* **DATASET RECORDS**:
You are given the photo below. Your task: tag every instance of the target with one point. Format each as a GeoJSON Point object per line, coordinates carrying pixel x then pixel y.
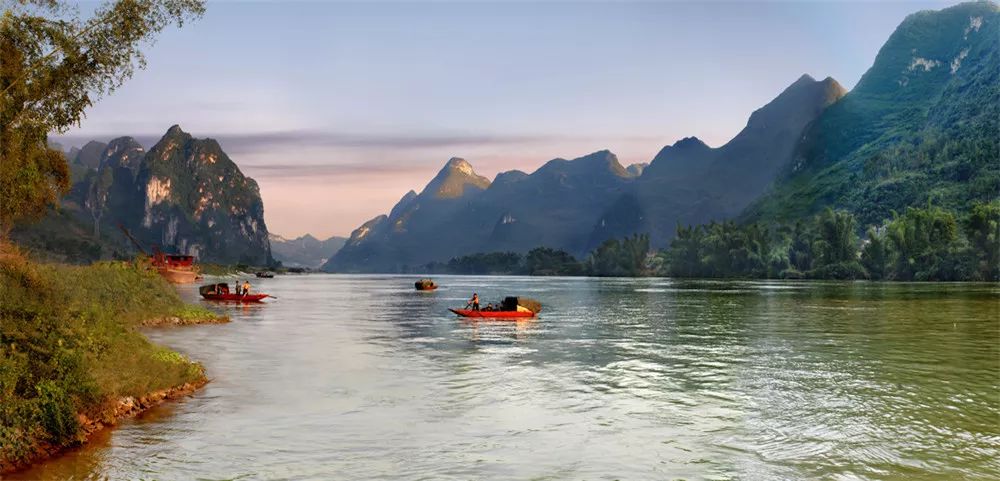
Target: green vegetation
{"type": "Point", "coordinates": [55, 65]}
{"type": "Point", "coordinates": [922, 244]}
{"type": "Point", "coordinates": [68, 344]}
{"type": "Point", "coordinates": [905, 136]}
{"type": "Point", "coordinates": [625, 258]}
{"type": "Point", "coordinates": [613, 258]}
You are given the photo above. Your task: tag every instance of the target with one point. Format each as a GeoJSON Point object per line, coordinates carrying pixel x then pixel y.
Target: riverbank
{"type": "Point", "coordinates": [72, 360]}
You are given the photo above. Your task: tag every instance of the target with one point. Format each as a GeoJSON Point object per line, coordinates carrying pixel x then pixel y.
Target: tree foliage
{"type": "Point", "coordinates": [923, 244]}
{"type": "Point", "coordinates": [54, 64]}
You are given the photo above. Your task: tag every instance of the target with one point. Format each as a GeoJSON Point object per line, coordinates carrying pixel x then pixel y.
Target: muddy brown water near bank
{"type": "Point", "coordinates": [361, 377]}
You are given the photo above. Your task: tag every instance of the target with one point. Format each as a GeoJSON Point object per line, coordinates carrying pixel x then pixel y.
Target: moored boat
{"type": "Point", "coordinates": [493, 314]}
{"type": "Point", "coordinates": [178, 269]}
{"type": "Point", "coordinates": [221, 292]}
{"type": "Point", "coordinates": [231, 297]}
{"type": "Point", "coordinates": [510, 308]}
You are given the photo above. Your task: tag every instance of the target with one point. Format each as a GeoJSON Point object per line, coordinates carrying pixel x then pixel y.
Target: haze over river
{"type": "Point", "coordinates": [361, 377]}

==

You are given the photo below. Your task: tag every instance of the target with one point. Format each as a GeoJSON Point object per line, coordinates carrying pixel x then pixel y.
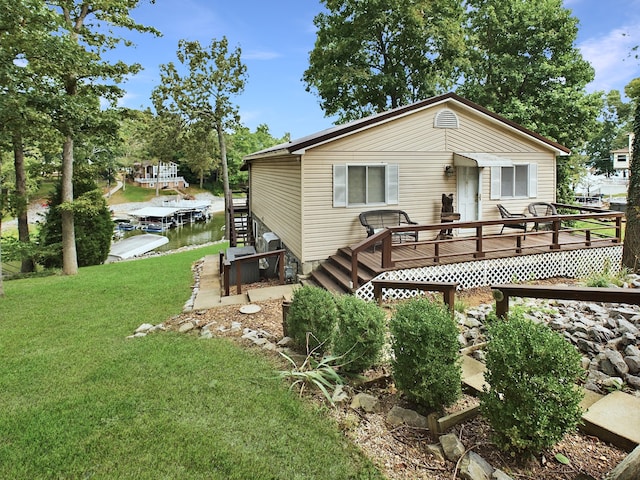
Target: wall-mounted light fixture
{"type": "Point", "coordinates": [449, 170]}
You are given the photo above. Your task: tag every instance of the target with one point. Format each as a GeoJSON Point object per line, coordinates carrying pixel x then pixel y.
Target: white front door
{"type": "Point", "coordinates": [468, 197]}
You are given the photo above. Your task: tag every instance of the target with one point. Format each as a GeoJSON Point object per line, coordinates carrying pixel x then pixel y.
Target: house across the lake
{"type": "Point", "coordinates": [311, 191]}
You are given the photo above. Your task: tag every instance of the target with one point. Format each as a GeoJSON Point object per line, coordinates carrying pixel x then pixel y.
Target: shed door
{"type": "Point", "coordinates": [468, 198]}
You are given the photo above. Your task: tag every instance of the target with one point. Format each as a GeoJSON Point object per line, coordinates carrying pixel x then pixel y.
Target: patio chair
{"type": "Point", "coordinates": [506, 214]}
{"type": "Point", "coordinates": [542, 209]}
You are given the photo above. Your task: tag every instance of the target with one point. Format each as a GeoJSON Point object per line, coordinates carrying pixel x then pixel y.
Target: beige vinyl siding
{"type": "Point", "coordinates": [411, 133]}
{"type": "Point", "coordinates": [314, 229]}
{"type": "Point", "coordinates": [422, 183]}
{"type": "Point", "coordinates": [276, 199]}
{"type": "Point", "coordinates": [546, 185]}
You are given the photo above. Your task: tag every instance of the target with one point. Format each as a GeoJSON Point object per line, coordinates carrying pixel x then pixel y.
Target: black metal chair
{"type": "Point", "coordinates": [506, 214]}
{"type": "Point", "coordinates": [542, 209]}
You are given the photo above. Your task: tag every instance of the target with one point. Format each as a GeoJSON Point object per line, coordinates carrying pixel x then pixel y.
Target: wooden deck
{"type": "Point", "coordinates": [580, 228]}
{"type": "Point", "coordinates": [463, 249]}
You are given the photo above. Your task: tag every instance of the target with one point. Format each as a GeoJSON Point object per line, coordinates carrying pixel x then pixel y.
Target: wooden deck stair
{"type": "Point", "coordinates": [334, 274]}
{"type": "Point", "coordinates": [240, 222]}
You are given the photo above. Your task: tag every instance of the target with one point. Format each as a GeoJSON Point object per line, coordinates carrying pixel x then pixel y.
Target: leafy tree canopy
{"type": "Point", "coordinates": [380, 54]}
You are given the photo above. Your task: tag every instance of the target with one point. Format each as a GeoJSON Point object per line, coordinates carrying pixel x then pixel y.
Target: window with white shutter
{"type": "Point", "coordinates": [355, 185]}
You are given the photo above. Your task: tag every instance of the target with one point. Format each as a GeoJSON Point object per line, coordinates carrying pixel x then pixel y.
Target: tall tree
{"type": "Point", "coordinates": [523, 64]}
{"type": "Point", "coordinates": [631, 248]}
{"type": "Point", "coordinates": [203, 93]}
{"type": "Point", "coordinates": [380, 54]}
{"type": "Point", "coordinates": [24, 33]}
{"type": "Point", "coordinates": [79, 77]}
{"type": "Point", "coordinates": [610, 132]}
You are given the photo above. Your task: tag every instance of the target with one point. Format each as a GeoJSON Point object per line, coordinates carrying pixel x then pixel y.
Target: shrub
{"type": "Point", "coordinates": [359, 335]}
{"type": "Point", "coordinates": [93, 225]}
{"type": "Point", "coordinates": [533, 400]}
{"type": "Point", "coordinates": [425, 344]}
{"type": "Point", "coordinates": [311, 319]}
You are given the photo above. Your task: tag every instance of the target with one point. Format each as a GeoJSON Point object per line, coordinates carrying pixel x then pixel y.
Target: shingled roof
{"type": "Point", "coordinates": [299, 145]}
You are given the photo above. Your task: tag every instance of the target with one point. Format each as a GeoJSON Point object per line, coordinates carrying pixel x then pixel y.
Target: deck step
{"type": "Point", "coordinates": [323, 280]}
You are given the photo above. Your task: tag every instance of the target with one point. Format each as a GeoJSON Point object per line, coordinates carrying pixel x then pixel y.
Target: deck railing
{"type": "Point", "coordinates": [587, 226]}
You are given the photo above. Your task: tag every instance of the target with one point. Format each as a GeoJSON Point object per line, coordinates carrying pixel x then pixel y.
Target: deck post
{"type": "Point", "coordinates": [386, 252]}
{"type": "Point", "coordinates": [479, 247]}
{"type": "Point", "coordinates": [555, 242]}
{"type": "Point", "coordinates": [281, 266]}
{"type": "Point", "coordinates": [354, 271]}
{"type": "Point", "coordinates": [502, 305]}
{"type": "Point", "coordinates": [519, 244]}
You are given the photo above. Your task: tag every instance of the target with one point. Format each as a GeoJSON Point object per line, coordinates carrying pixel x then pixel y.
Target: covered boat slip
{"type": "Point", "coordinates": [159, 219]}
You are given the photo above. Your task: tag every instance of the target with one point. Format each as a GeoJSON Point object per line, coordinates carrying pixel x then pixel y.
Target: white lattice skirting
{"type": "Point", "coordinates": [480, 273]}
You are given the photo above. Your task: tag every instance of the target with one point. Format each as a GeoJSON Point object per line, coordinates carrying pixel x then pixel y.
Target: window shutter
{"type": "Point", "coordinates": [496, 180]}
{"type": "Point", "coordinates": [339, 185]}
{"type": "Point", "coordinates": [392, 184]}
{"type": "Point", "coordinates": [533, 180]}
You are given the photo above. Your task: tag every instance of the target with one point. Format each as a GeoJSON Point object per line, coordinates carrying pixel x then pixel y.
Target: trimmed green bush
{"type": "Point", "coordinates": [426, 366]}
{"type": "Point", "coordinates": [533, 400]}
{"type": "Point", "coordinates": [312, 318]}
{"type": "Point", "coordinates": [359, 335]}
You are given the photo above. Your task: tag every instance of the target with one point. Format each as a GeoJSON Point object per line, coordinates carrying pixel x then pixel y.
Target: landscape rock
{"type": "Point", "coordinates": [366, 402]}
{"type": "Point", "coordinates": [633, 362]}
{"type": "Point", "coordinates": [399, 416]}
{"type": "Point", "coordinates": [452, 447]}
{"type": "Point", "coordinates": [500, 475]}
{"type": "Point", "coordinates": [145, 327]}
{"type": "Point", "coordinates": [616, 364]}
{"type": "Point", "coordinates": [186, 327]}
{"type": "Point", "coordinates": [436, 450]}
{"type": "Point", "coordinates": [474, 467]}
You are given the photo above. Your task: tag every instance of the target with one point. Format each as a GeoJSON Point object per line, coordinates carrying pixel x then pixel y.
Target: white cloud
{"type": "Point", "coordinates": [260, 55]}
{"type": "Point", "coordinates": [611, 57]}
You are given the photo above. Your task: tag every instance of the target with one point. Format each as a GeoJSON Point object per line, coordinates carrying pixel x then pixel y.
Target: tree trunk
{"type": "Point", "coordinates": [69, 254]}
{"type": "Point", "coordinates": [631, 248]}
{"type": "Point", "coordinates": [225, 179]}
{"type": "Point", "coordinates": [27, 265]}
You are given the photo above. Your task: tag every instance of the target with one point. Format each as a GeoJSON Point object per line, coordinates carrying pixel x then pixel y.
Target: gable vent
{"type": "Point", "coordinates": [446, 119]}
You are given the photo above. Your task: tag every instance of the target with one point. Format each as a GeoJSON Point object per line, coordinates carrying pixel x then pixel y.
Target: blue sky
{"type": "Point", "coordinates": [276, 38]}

* **INSTRUCTIONS FOR THE TASK**:
Extract each line of the material above that contains the string "window". The match is case-sensitive.

* **FINISHED EXERCISE**:
Target: window with white shutter
Target: window shutter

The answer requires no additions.